* [Your instructions] After locating the line that contains "Question. For every instance of the polished", restate it and each later line word for word through the end of the records.

--- Given entries Enclosed Below ---

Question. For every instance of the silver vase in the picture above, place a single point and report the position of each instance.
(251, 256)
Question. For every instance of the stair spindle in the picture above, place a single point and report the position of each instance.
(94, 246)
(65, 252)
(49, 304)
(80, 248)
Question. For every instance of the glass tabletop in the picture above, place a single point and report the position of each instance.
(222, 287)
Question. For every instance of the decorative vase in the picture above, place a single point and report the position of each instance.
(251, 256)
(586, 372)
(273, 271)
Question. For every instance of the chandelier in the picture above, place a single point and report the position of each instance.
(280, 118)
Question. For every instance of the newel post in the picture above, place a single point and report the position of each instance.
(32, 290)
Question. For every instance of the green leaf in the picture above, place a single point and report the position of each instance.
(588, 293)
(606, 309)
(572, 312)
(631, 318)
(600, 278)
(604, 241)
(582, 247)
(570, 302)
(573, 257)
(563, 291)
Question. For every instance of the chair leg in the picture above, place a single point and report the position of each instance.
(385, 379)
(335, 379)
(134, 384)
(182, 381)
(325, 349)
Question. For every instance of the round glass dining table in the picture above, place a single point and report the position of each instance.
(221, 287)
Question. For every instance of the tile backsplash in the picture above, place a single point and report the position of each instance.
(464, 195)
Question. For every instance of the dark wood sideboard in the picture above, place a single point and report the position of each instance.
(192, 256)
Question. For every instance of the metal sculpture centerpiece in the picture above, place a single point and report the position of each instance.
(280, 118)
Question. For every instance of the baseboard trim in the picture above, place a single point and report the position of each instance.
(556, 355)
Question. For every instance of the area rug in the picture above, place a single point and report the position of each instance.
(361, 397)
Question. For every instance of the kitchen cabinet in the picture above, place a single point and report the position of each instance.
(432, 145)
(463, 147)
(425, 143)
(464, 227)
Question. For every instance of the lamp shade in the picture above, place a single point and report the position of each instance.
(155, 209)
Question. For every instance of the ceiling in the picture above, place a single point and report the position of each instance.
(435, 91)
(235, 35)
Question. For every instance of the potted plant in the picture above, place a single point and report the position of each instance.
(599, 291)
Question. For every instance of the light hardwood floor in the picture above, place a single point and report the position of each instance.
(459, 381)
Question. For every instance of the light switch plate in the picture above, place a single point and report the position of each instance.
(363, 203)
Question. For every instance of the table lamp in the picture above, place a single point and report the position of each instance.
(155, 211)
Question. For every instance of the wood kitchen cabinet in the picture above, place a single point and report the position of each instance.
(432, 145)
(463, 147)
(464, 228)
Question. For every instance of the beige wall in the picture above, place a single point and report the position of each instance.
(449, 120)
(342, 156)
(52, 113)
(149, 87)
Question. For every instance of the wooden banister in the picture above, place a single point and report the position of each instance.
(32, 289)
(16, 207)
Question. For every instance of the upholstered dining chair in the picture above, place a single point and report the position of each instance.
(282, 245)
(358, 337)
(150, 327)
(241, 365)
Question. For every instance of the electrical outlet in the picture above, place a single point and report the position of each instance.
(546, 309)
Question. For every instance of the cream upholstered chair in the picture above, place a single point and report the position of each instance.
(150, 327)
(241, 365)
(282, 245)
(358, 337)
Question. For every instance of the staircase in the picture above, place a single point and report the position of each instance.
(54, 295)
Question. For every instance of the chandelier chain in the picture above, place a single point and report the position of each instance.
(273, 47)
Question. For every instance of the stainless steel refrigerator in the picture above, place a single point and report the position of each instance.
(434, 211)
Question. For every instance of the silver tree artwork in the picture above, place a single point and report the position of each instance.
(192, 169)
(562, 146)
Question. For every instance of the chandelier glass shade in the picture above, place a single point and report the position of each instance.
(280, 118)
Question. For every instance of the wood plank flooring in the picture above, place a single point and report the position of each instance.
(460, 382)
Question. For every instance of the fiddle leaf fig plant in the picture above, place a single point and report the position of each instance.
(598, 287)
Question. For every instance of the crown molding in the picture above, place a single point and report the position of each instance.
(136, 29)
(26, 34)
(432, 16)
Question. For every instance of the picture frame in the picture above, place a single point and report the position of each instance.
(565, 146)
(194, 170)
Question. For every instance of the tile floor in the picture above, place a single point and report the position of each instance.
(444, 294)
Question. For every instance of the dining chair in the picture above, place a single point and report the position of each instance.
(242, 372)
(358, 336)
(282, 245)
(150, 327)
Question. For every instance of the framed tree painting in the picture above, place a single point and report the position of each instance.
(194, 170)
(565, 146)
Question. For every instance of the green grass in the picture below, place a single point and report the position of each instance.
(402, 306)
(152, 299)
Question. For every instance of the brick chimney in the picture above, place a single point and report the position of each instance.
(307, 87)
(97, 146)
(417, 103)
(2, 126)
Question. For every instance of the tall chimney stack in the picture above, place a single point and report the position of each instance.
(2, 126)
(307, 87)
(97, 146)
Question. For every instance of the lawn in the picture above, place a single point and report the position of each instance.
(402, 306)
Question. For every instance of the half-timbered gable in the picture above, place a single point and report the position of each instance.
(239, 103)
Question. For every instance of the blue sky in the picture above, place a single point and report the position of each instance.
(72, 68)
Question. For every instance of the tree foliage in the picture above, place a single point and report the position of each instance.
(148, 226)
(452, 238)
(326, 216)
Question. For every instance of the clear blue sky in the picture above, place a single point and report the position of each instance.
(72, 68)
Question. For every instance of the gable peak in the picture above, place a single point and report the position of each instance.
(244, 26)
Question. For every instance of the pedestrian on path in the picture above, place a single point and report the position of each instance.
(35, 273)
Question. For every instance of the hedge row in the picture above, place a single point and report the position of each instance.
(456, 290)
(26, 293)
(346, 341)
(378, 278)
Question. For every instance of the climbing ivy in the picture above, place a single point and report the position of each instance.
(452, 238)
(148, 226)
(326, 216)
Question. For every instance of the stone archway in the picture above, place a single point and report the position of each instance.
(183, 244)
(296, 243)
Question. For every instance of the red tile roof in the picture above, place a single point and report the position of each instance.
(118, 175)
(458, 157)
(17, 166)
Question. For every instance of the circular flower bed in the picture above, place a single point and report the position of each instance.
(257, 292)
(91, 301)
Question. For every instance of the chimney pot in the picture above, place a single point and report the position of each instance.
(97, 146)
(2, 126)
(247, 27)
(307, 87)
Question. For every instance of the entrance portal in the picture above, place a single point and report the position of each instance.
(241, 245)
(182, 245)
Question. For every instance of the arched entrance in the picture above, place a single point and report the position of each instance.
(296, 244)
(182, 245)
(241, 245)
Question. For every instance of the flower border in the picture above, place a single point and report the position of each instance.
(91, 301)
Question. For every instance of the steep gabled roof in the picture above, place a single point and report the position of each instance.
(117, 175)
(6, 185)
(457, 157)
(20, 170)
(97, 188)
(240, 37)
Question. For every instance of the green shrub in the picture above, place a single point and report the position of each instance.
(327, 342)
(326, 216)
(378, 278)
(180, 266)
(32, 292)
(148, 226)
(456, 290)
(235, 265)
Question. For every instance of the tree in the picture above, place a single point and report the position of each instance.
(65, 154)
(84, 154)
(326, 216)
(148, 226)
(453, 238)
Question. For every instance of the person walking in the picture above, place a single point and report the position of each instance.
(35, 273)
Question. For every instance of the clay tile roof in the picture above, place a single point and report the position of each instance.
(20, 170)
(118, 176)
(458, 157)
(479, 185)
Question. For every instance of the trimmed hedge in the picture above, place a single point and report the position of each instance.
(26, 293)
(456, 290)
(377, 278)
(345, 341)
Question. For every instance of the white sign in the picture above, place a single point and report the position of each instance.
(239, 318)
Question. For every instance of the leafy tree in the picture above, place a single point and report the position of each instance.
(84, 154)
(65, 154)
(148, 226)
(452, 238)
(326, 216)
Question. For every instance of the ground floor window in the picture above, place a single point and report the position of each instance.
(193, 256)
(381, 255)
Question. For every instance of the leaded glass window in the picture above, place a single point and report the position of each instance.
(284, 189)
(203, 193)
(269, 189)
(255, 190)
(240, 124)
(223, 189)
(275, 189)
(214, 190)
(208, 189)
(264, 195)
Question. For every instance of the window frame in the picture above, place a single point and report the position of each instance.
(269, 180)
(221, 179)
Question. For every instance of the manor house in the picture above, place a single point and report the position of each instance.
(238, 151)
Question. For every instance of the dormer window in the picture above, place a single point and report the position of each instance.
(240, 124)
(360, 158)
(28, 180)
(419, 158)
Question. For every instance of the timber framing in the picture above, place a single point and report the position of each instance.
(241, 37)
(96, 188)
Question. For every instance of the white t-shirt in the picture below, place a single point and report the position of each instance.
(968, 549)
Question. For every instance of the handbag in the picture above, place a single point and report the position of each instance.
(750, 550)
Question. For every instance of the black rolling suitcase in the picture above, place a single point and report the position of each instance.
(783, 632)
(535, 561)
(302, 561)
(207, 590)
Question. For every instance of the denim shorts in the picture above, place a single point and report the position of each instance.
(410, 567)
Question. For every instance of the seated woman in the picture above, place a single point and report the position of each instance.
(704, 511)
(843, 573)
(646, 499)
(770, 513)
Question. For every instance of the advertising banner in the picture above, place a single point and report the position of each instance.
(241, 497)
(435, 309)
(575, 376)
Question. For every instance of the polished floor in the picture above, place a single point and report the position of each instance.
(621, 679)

--- End of Enclosed Given entries ---

* [Output for this exercise]
Question. For every instance of the polished floor in the picture above, place a single point and report the position of each instance.
(621, 679)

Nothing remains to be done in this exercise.